§ PROMPT 1
According to the concert review, which piece opened the Fever concert, and how long was it?
§ PROMPT 2
Transcribe the concert review from "The evening began" up to and including "rhythmic, folk-inspired vitality.".
§ PROMPT 3
Translate this sentence from the concert review into Spanish: "The opening struck with intense power, setting a tone of tension, as angular rhythms and folk influences began to surface."

“The Manchester Collective’s Fever concert was a captivating blend of bold programming, virtuosic performance, and rich emotional contrasts that left the audience spellbound.”
The Manchester Collective’s Fever concert was an arresting showcase of bold programming and virtuosity, weaving a tapestry of both familiar and avant-garde compositions. The ensemble, known for its innovative approach, delivered a night full of vibrant contrasts, each piece a landscape of emotion, technique, and sonic experimentation.
The evening began with Grażyna Bacewicz’s Concerto for String Orchestra, a 15-minute whirlwind that left the audience on edge, alive with the energy of a piece that seemed to morph through stages of raw pain and joy. The opening struck with intense power, setting a tone of tension, as angular rhythms and folk influences began to surface. The first section felt emotionally charged at times anxious, with the orchestra creating a dialogue so fragmented it seemed almost divided. Yet as the piece progressed, this sombre mood gave way to a more playful, almost fantastical section, like a fevered dream dissolving into a cheery, light-hearted fantasy. The virtuosic playing and jazz-like angularity made it a dynamic opener, one that balanced complex emotions with a rhythmic, folk-inspired vitality.

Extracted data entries
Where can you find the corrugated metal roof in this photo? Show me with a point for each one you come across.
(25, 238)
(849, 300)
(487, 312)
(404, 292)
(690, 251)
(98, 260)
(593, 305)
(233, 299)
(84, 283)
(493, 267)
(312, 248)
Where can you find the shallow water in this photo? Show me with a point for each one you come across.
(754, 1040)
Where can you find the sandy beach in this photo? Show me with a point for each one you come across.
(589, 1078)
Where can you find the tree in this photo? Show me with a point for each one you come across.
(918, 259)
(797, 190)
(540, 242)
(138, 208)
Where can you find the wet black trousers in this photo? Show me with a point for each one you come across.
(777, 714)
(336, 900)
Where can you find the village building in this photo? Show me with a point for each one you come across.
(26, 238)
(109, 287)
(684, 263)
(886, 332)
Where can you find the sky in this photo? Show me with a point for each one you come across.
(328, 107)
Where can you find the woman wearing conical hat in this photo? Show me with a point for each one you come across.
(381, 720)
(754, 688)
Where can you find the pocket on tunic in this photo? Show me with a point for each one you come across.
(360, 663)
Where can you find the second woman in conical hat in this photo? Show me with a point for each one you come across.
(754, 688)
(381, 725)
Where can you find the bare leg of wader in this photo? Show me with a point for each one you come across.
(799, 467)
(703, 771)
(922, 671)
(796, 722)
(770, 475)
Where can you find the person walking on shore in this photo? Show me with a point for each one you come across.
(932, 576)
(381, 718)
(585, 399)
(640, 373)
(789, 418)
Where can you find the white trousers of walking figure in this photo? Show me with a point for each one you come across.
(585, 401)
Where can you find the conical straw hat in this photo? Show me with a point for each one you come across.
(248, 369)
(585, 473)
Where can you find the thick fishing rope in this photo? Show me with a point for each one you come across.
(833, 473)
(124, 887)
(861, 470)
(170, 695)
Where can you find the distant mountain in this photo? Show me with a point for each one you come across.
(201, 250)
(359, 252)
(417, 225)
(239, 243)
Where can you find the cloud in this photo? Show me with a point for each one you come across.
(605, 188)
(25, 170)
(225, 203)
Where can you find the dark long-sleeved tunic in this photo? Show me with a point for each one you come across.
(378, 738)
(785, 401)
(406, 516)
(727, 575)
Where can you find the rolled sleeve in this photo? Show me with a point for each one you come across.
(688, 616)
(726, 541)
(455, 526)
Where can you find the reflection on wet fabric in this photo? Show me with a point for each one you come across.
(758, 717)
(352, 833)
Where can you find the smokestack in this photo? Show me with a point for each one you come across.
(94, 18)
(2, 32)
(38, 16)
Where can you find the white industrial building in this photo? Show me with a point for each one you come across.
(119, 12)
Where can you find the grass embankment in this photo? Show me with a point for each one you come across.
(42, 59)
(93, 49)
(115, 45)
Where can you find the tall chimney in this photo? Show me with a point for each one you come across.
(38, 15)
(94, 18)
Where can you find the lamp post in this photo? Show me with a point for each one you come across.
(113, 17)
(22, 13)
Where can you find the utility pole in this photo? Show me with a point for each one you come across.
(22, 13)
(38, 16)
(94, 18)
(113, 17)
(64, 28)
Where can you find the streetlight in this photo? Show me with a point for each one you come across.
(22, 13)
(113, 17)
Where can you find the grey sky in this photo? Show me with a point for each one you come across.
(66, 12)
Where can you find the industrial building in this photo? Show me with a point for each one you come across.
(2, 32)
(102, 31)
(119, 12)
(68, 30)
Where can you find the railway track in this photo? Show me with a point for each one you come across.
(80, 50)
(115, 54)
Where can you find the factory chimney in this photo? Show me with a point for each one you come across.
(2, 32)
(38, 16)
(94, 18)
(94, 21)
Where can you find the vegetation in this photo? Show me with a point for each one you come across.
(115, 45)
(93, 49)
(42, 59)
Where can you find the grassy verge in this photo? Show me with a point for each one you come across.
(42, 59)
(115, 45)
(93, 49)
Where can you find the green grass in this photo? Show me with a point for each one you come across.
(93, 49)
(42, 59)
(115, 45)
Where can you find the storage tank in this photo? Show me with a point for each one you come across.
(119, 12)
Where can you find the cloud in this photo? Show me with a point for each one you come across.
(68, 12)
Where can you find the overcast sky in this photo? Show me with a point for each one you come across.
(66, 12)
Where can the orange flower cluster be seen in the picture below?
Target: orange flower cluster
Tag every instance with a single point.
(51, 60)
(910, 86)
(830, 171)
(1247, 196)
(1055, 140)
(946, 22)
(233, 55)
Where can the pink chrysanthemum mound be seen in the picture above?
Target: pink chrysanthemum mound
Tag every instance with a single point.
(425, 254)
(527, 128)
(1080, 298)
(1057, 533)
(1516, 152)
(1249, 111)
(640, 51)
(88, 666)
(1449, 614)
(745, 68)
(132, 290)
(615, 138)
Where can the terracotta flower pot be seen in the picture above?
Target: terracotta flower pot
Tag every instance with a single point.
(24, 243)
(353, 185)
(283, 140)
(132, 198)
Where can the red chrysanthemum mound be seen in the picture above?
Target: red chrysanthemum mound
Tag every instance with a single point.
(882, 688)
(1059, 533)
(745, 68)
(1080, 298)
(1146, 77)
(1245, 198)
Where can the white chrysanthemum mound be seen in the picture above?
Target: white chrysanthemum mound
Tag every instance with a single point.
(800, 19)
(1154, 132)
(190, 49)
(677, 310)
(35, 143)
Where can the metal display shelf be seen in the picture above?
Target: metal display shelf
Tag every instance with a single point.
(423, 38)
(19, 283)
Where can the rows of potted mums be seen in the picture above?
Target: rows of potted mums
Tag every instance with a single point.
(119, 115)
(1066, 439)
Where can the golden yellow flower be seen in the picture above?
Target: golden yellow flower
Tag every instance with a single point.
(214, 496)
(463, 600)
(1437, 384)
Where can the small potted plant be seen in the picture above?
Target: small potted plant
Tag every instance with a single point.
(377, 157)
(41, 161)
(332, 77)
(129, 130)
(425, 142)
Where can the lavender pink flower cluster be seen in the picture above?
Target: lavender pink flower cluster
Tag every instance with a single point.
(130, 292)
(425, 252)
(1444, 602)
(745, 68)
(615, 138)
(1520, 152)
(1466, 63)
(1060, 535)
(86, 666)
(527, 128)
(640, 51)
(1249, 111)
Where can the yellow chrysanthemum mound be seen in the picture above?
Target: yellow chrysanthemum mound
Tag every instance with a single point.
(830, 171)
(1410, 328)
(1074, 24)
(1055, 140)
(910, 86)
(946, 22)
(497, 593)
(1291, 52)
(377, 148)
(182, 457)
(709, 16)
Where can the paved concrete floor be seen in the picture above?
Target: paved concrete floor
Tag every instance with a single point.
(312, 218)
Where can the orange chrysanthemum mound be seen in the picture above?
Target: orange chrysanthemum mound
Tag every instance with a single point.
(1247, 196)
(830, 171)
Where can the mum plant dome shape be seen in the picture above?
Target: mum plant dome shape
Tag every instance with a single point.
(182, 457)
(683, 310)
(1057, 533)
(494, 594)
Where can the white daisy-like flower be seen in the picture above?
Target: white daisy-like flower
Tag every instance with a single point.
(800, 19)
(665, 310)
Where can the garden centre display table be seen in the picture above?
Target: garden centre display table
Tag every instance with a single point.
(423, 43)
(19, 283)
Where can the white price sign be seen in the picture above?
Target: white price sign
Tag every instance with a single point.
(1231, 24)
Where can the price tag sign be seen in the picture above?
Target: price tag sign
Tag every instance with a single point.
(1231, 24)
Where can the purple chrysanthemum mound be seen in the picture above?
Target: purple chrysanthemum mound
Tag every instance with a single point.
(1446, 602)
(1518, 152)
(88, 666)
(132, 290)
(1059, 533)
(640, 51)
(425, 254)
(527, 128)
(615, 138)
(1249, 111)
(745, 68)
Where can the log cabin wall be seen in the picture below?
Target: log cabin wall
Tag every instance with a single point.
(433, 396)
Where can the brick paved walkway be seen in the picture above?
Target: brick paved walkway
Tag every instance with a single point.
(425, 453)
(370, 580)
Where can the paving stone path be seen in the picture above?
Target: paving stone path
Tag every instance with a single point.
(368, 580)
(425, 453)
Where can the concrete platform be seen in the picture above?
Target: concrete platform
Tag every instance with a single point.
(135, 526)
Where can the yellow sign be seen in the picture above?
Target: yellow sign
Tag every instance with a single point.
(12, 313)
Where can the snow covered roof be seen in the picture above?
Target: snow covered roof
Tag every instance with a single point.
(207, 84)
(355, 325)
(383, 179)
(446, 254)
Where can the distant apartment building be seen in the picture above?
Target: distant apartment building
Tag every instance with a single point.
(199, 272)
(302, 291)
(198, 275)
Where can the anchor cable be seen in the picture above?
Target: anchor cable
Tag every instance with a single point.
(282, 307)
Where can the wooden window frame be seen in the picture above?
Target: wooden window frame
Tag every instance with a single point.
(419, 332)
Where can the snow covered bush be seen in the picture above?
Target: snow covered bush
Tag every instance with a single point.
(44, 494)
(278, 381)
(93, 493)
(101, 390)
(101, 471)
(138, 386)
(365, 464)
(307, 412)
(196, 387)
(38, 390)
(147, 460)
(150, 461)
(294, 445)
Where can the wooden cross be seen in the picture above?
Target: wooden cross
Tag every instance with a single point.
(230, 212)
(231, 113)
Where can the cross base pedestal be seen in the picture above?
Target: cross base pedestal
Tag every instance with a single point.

§ TASK ANSWER 1
Grażyna Bacewicz's Concerto for String Orchestra, a 15-minute piece.

§ TASK ANSWER 2
The evening began with Grażyna Bacewicz’s Concerto for String Orchestra, a 15-minute whirlwind that left the audience on edge, alive with the energy of a piece that seemed to morph through stages of raw pain and joy. The opening struck with intense power, setting a tone of tension, as angular rhythms and folk influences began to surface. The first section felt emotionally charged at times anxious, with the orchestra creating a dialogue so fragmented it seemed almost divided. Yet as the piece progressed, this sombre mood gave way to a more playful, almost fantastical section, like a fevered dream dissolving into a cheery, light-hearted fantasy. The virtuosic playing and jazz-like angularity made it a dynamic opener, one that balanced complex emotions with a rhythmic, folk-inspired vitality.

§ TASK ANSWER 3
La apertura irrumpió con una fuerza intensa, estableciendo un tono de tensión, mientras empezaban a aflorar ritmos angulosos e influencias folclóricas.